— Start of EXTRACTED ENTRIES —
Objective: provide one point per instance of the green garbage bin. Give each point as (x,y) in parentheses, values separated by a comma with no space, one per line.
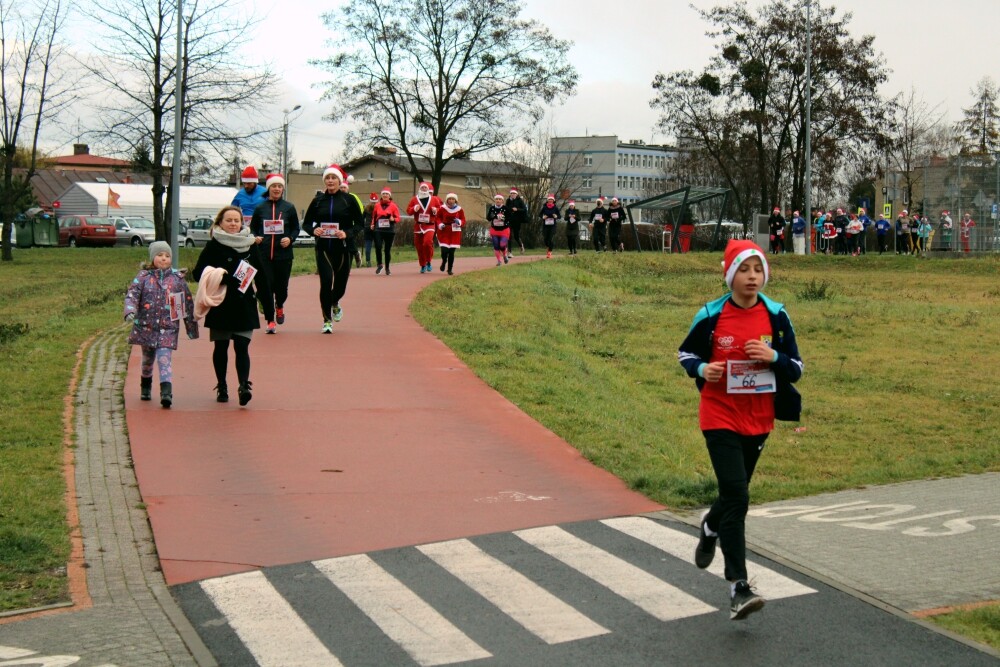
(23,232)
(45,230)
— End of EXTRACTED ENTRIES —
— Start of EXTRACTED ENTRIES —
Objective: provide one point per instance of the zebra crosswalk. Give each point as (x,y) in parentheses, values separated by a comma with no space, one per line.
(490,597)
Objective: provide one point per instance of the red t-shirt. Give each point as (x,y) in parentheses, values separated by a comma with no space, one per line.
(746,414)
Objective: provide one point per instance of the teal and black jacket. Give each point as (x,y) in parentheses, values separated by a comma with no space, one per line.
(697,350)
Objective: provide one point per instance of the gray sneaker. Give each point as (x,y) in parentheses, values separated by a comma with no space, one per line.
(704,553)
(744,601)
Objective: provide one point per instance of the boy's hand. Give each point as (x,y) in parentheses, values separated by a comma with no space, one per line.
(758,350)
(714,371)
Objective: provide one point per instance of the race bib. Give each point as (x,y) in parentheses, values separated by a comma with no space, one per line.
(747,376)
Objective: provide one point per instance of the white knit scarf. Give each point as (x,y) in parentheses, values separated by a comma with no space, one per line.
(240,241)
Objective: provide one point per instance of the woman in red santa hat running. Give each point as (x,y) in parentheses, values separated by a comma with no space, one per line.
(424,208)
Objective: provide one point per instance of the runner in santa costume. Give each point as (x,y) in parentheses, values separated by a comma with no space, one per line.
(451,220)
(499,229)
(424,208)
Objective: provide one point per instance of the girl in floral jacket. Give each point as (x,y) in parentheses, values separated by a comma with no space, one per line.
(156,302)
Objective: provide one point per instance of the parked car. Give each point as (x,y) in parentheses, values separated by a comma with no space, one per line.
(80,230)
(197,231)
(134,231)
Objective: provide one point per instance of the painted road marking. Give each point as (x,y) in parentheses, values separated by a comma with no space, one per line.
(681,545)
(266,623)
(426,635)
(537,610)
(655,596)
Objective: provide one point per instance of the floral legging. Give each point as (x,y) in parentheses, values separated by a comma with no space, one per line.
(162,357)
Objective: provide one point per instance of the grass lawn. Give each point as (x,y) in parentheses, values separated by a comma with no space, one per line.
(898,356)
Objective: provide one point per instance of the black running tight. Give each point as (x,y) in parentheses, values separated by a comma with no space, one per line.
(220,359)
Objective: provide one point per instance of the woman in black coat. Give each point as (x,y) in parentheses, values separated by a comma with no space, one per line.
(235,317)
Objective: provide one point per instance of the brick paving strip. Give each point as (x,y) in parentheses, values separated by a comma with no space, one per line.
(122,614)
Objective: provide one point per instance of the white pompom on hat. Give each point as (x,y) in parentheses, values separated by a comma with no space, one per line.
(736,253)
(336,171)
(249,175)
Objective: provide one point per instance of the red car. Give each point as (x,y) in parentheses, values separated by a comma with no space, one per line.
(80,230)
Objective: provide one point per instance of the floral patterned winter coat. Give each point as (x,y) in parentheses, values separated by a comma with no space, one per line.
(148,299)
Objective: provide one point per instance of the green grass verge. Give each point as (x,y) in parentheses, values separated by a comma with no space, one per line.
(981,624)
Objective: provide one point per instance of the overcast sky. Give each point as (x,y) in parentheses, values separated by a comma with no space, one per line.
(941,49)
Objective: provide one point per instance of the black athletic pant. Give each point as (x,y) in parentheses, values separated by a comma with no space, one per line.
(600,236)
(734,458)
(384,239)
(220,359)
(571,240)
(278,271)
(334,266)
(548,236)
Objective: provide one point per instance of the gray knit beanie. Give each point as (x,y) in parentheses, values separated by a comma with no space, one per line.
— End of EXTRACTED ENTRIES —
__TASK DIRECTIONS__. Gather every line of the material above that contains the word "black" and copy each one in full.

__ANSWER TO THIS TASK__.
Objective: provide one point per instance of the teal and black jacket. Give each point as (x,y) in parentheses, values separated by a comma with no space, one per line.
Objective: provide one point per instance of the black running tight. Give each point as (x,y) in parentheses, values separated by a comma with no space, one per line.
Objective: provide one point per instance of the woman in black coat. Give each point as (x,y) in parentheses, values separated by a comma with no space, one per line.
Objective: provide one point per instance of the black athletic pant. Give each point as (x,y) in parentheses, values separated by a comma with no space, one per line.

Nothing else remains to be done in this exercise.